Task statement:
Only the pictures are to be left out; please reproduce everything else in the data exactly.

Data:
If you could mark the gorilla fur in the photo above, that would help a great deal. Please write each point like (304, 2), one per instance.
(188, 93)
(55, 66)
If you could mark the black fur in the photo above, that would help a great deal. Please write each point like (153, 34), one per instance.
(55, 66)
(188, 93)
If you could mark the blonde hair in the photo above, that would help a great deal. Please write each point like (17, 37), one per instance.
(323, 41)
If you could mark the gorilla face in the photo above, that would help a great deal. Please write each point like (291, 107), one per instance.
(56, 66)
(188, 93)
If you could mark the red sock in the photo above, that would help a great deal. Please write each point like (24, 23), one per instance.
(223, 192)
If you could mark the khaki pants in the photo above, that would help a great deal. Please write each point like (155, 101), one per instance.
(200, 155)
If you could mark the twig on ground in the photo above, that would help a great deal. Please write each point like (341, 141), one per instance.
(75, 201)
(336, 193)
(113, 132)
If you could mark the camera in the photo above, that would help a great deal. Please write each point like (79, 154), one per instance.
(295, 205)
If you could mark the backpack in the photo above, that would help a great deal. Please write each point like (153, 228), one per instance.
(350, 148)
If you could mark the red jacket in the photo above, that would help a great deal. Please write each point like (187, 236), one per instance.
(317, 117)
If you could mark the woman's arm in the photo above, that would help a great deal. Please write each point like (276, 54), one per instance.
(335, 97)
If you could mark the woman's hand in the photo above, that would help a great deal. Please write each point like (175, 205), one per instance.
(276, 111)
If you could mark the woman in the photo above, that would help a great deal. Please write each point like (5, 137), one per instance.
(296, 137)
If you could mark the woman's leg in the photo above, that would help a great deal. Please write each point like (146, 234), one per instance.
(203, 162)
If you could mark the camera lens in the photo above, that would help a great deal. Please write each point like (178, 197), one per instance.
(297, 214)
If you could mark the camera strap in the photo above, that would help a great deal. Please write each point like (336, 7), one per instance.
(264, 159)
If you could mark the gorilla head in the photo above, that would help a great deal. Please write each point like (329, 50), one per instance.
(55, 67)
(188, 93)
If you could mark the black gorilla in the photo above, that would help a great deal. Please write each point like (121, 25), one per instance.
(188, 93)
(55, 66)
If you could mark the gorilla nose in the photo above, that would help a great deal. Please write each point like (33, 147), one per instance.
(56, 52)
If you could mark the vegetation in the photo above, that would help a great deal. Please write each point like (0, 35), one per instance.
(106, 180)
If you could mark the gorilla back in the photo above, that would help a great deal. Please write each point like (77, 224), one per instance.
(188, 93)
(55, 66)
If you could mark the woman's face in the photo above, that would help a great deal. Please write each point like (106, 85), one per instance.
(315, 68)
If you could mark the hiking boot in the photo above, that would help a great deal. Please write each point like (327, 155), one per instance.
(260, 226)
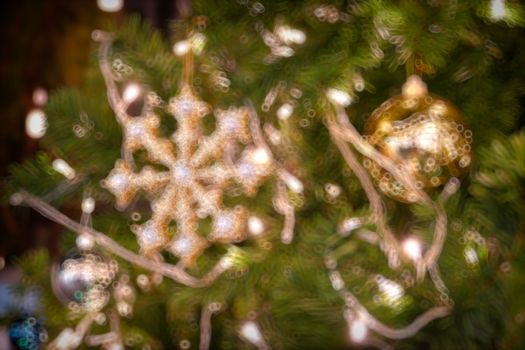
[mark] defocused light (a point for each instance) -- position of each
(110, 5)
(290, 35)
(40, 97)
(198, 41)
(358, 331)
(36, 123)
(412, 248)
(497, 9)
(62, 167)
(88, 205)
(339, 97)
(131, 92)
(85, 241)
(251, 332)
(348, 225)
(392, 291)
(181, 48)
(285, 111)
(471, 256)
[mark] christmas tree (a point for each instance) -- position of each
(287, 175)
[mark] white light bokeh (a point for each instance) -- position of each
(62, 167)
(88, 205)
(85, 242)
(180, 48)
(358, 331)
(40, 96)
(414, 87)
(285, 111)
(110, 5)
(131, 92)
(36, 123)
(251, 332)
(261, 156)
(497, 9)
(339, 97)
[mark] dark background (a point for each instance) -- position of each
(47, 44)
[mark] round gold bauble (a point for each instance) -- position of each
(425, 134)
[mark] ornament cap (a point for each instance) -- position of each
(414, 87)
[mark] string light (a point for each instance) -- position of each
(110, 5)
(62, 167)
(36, 123)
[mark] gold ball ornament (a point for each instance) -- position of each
(422, 132)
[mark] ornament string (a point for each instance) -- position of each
(346, 132)
(205, 327)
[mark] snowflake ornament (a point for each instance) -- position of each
(200, 169)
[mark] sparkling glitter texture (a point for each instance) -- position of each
(199, 169)
(424, 133)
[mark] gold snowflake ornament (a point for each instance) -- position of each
(199, 169)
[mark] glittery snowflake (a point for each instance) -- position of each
(199, 170)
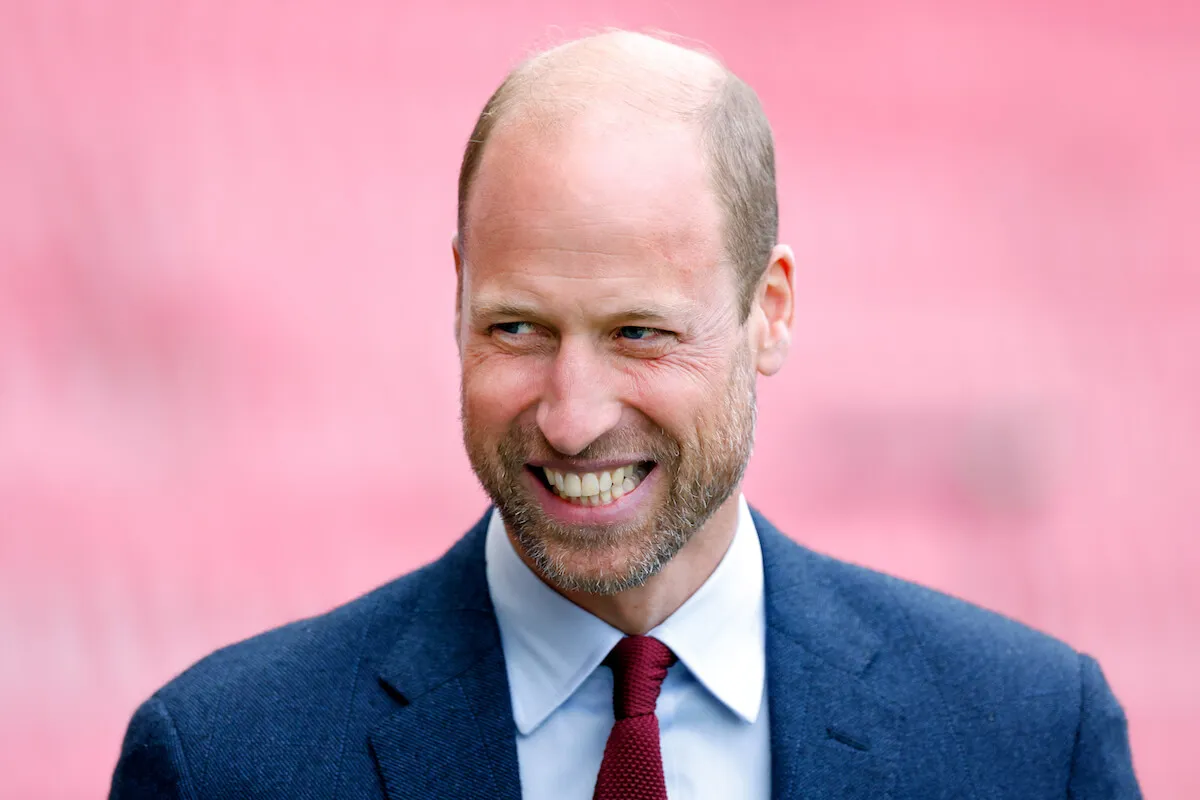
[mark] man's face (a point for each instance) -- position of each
(607, 383)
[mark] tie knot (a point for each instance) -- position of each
(639, 665)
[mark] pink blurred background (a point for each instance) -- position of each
(228, 388)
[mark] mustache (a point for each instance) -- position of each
(525, 444)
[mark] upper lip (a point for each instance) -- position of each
(605, 465)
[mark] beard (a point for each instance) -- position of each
(697, 476)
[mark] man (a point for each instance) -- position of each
(623, 625)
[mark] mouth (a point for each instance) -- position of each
(597, 488)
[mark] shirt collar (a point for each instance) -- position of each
(551, 645)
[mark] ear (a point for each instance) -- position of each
(773, 311)
(457, 292)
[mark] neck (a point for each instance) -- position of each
(642, 608)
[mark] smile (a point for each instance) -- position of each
(597, 488)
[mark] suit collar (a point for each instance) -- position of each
(450, 731)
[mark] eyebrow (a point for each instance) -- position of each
(505, 310)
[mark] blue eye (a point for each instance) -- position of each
(514, 329)
(639, 334)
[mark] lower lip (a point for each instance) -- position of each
(619, 510)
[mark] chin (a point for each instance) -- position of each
(599, 572)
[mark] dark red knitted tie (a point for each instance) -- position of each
(633, 762)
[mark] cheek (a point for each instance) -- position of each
(497, 388)
(679, 398)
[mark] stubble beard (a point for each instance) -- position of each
(696, 479)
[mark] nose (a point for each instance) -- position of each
(579, 404)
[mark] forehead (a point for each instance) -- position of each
(618, 200)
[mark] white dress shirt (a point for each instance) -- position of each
(712, 713)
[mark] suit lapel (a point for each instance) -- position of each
(450, 731)
(831, 734)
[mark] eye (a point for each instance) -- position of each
(637, 334)
(514, 329)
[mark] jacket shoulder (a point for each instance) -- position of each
(972, 654)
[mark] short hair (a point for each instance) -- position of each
(738, 146)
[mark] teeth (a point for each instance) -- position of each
(594, 488)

Written answer:
If you could mark the gorilla fur in the photo above, that would help a great deal. Please write each point like (304, 2), one per instance.
(188, 93)
(55, 66)
If you could mark the black fur in the photo above, that would help a great deal. Please write each point like (153, 34), one per instance.
(55, 66)
(188, 93)
If you could mark the blonde hair in the photo above, that would help a great deal. Please write each point like (17, 37), one per instance.
(323, 41)
If you could mark the gorilla face in the photo above, that would help a great deal. Please write each point like (291, 107), one per instance.
(56, 66)
(188, 93)
If you could mark the red sock in the photo above, that would help a great deal. Please write each point like (24, 23), one per instance.
(223, 192)
If you could mark the khaki pants in the photo above, that would help a great deal. Please write each point like (155, 101), one per instance.
(200, 155)
If you could mark the twig on ground in the photo above, that would help a great deal. Please write each point like (341, 141), one per instance.
(75, 201)
(336, 193)
(113, 132)
If you could mark the camera in the photo above, that would help a great deal. Please write each point like (79, 154), one per instance.
(295, 205)
If you could mark the backpack in the photo above, that would help a great deal. Please write each point like (153, 228), one per instance.
(350, 148)
If you could mark the red jacket in the photo above, that would help a great deal. Please write each point like (187, 236), one per instance.
(317, 117)
If you could mark the woman's arm in the photo above, that would help a great deal. Please write each point like (276, 54), one per instance.
(335, 97)
If you could mark the woman's hand in the photo above, that would help a great deal. Please write each point like (175, 205), one per instance.
(276, 111)
If you could mark the woman in the photo above, that would help a great deal. Please write each point like (5, 137), one per instance.
(296, 137)
If you could mark the woman's leg in the photo above, that would help a great deal. Please write each point like (146, 234), one per instance.
(203, 162)
If you could mark the camera lens in the photo above, that would help a great deal. Please write each point like (178, 197), one per instance.
(297, 214)
If you could mark the camera strap in the photo above, that would help a great deal. Please write each point like (336, 7), one per instance.
(264, 159)
If you could mark the gorilla head in the photo above, that would help a great deal. Please write each point like (329, 50), one per instance.
(55, 67)
(188, 93)
If you could mark the black gorilla in the photo above, that would help a great deal. Please write each point like (121, 25), one per instance.
(188, 93)
(55, 66)
If you could mark the gorilla nose in the photo above, that would help a great deal. Please write each point like (33, 147), one per instance.
(56, 52)
If you could mark the vegetation in the photo above, that would help a great deal. Please write each point like (0, 35), one per instance.
(106, 180)
If you could mark the gorilla back in the photo above, that would help a great deal. Please write each point like (77, 224), one per instance.
(188, 93)
(55, 66)
If you could mark the woman's face in the photo above, that would help a great deal. Please write each point like (106, 85), one per instance.
(315, 68)
If you could mark the hiking boot in the photo above, that would help a great deal. Please write each point like (327, 155), one per instance.
(260, 226)
[mark] defocused light (a point for each instance) -- position of each
(110, 5)
(290, 35)
(40, 97)
(198, 41)
(358, 331)
(36, 123)
(412, 248)
(497, 9)
(62, 167)
(88, 205)
(339, 97)
(131, 92)
(85, 241)
(251, 332)
(348, 225)
(392, 291)
(181, 48)
(285, 111)
(471, 256)
[mark] christmas tree (a point for each instance) -- position of each
(287, 175)
[mark] white light bokeh (a point for each instance) -- position of each
(62, 167)
(88, 205)
(85, 242)
(180, 48)
(358, 331)
(40, 96)
(414, 87)
(285, 111)
(110, 5)
(131, 92)
(36, 123)
(251, 332)
(261, 156)
(497, 9)
(339, 97)
[mark] dark background (a point for each instance) -- position of each
(47, 44)
[mark] round gold bauble (a point for each instance) -- position of each
(425, 134)
[mark] ornament cap (a point for each instance) -- position of each
(414, 87)
[mark] string light (a point for each instance) -- position of each
(110, 5)
(62, 167)
(36, 123)
[mark] gold ball ornament (a point for each instance) -- position of each
(422, 132)
[mark] ornament string (a point for each instance) -- position of each
(346, 132)
(205, 327)
[mark] snowflake ornament (a point for each instance) -- position of each
(200, 169)
[mark] sparkling glitter texture (a point for each instance) -- position of each
(199, 169)
(424, 133)
[mark] gold snowflake ornament (a point for each instance) -- position of each
(199, 169)
[mark] glittery snowflake (a point for each instance) -- position of each
(199, 170)
[mark] man's face (a point for each instance) -- position of each
(607, 383)
[mark] tie knot (a point for each instance) -- position of each
(639, 665)
[mark] pink blurred background (a point for each instance) -- position of each
(228, 388)
[mark] mustache (a point for each instance) -- position of each
(525, 444)
[mark] upper lip (a point for each instance) -- position of each
(605, 465)
[mark] beard (a point for each instance) -- position of each
(697, 476)
[mark] man (a point for each instance) -- position of each
(623, 625)
[mark] mouth (a point for each instance) -- position of each
(597, 488)
[mark] shirt collar (a point for each instance) -- position of each
(551, 645)
[mark] ear (a point for each instance) -- position of each
(773, 311)
(457, 292)
[mark] neck (a point for each instance) -- position of each
(642, 608)
[mark] smile (a point for each instance) -- position of each
(597, 488)
[mark] suit collar (a point for each instance) -- position of each
(450, 731)
[mark] eyebrow (a point for each instance) -- position of each
(505, 310)
[mark] blue eye (a point for each instance) -- position of each
(514, 329)
(639, 334)
[mark] lower lip (a point for each instance) -- position of each
(619, 510)
[mark] chin (a point for each instance) -- position of each
(599, 572)
[mark] dark red knitted tie (a point for each instance) -- position of each
(633, 762)
[mark] cheek (a point for each instance) -- position of each
(497, 388)
(679, 398)
[mark] stubble beard (a point for each instance) -- position of each
(696, 479)
[mark] nose (a point for each instance) -- position of each
(579, 404)
[mark] forehead (a point for each instance) -- position of each
(618, 200)
[mark] white dress shirt (a point for each instance) -- position of each
(712, 713)
[mark] suit lapel (a point for each instance) -- position of each
(450, 731)
(831, 734)
[mark] eye (a point for each instance) -- position of each
(637, 334)
(514, 329)
[mark] jacket shoulder (a point for each instance) -- position of each
(972, 654)
[mark] short hair (a point for each instance) -- position of each
(738, 146)
[mark] teeth (a point for each instance) -- position of each
(594, 488)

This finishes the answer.